(EXERCISE GOAL): Format every line of the rows below as a numbered list, leaving out blank lines.

(STORED ROWS):
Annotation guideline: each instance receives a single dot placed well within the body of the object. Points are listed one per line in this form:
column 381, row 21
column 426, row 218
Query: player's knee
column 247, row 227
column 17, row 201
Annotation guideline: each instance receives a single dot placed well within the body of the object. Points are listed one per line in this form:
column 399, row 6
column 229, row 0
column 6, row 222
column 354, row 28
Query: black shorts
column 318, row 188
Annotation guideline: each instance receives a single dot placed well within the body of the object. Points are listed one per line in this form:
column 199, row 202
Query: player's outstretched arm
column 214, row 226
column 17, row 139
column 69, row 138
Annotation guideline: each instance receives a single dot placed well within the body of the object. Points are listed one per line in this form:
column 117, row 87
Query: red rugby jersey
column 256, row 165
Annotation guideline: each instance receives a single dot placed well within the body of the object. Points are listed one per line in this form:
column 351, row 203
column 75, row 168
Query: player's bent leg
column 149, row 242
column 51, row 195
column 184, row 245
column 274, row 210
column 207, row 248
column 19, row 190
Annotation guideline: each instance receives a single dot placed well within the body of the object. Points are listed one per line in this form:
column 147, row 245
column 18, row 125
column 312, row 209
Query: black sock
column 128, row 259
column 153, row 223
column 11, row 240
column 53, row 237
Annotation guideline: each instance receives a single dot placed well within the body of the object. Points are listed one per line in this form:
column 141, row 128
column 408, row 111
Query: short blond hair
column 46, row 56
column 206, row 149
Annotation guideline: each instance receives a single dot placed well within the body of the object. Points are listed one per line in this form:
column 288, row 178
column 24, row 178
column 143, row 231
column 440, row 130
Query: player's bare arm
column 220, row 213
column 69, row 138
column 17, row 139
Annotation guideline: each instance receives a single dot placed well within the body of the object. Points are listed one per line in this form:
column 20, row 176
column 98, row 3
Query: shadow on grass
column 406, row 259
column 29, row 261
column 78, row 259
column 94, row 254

(RESULT OF THIS TASK):
1. Annotation guideline: each instance receives a single dot placed well within the body of the object. Points are listed one per line in this form:
2. column 381, row 21
3. column 426, row 218
4. Query: player's knee
5. column 247, row 227
6. column 17, row 201
7. Annotation guideline: each instance receives a single dot placed well within the body of the object. Points are listed one per line in this form:
8. column 399, row 6
9. column 229, row 0
10. column 6, row 222
11. column 354, row 28
12. Query: black shorts
13. column 318, row 188
14. Annotation guideline: each instance receives a single dot placed well within the body of the object. Points are listed one per line in this form:
15. column 199, row 202
16. Query: player's outstretched arm
17. column 214, row 226
18. column 17, row 139
19. column 69, row 138
20. Annotation guideline: each instance receives a single dot placed well within the body of the object. Points are listed one per line in this form:
21. column 117, row 87
22. Query: red rugby jersey
23. column 256, row 165
24. Annotation guideline: each instance receives a single dot placed well within the body of the object. Points are listed one per line in this form:
25. column 351, row 203
26. column 75, row 168
27. Query: player's bent leg
28. column 149, row 242
29. column 51, row 195
30. column 184, row 245
31. column 274, row 210
32. column 207, row 248
33. column 19, row 190
34. Annotation guideline: each instance receives a single dot placed well within the body of the object. Points are listed one per line in this form:
35. column 147, row 245
36. column 18, row 125
37. column 312, row 209
38. Query: black sock
39. column 128, row 259
40. column 153, row 223
41. column 11, row 240
42. column 53, row 237
43. Annotation guideline: each instance receives a single dot placed well within the body of the object. Points are listed one per line in this form:
44. column 141, row 128
45. column 408, row 111
46. Query: short blond hair
47. column 46, row 56
48. column 206, row 149
49. Annotation guideline: each instance receives a single dot placed well within the body of the object. Points are listed one per line in this form:
50. column 288, row 178
51. column 24, row 178
52. column 143, row 231
53. column 440, row 130
54. Query: player's bare arm
55. column 220, row 213
56. column 69, row 138
57. column 17, row 139
58. Annotation guideline: each instance receives a single dot placed well within the body of the object. Points are listed one per line in this form:
59. column 20, row 176
60. column 98, row 3
61. Query: shadow on grass
62. column 406, row 259
63. column 29, row 261
64. column 78, row 259
65. column 94, row 254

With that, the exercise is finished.